All of the entries must appear again exactly as written.

*LISTED RECORDS:*
++++++++++++++++++++

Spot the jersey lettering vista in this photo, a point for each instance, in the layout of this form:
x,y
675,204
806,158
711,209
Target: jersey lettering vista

++++++++++++++++++++

*EXPECTED ANSWER:*
Spot the jersey lettering vista in this photo, a point for each instance, in the layout of this form:
x,y
675,204
806,158
711,209
Target: jersey lettering vista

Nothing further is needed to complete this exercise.